Begin
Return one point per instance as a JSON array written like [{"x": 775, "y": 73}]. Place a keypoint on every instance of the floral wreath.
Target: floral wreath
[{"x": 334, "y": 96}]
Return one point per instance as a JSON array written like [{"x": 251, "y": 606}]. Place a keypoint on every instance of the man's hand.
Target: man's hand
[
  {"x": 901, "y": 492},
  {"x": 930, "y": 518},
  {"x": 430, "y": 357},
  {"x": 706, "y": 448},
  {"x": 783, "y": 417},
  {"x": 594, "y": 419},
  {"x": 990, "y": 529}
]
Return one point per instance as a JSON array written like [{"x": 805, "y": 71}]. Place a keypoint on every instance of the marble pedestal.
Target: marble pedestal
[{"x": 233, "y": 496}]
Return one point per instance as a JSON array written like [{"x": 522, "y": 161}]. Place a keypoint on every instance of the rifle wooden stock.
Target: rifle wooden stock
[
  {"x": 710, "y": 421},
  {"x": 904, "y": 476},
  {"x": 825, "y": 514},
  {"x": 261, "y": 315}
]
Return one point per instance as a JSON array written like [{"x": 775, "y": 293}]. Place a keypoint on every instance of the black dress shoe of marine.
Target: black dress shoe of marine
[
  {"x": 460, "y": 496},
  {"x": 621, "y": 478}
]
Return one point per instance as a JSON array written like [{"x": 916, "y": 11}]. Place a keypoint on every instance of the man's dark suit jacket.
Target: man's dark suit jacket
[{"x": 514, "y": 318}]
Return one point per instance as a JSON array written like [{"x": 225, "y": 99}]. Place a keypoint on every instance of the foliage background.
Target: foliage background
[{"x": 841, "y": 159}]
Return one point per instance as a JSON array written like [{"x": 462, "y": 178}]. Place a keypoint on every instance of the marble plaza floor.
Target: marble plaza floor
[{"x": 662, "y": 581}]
End
Exercise directions – Set out all the records above as a numbered list, one line per item, and leave out any blank lines.

Response for this exercise –
1. Return one point per instance as a JSON array written like [{"x": 775, "y": 73}]. Place a keypoint on every instance of the floral wreath.
2. Target: floral wreath
3. [{"x": 334, "y": 96}]
4. Return one point per instance as a JSON array written like [{"x": 251, "y": 606}]. Place a keypoint on every instance of the man's hand.
5. Target: man's hand
6. [
7.   {"x": 901, "y": 492},
8.   {"x": 930, "y": 518},
9.   {"x": 430, "y": 357},
10.   {"x": 706, "y": 448},
11.   {"x": 783, "y": 417},
12.   {"x": 594, "y": 419},
13.   {"x": 990, "y": 529}
14. ]
15. Return one point per instance as a JSON array written like [{"x": 805, "y": 71}]. Place a keypoint on every instance of the marble pedestal.
16. Target: marble pedestal
17. [{"x": 233, "y": 496}]
18. Return one point per instance as a JSON array written like [{"x": 522, "y": 161}]. Place a keypoint on every instance of the rifle wooden stock.
19. Target: rifle wooden stock
20. [
21.   {"x": 710, "y": 421},
22.   {"x": 904, "y": 476},
23.   {"x": 825, "y": 514},
24.   {"x": 261, "y": 315}
25. ]
26. Return one point per instance as a JSON array written like [{"x": 775, "y": 293}]. Place a keypoint on every instance of the black dress shoe of marine.
27. Target: black dress shoe of marine
28. [
29.   {"x": 460, "y": 496},
30.   {"x": 621, "y": 478}
31. ]
32. Return one point per instance as a JSON array written like [{"x": 916, "y": 11}]. Place a keypoint on every instance of the man's dark suit jacket.
33. Target: man's dark suit jacket
34. [{"x": 514, "y": 318}]
35. Return one point per instance as a JSON array written like [{"x": 225, "y": 99}]. Place a keypoint on every instance of the foliage background.
36. Target: foliage background
37. [{"x": 841, "y": 159}]
38. Return one point per instance as a JSON array written like [{"x": 462, "y": 178}]. Place a keypoint on every instance of the marble plaza floor.
39. Target: marble plaza floor
40. [{"x": 662, "y": 581}]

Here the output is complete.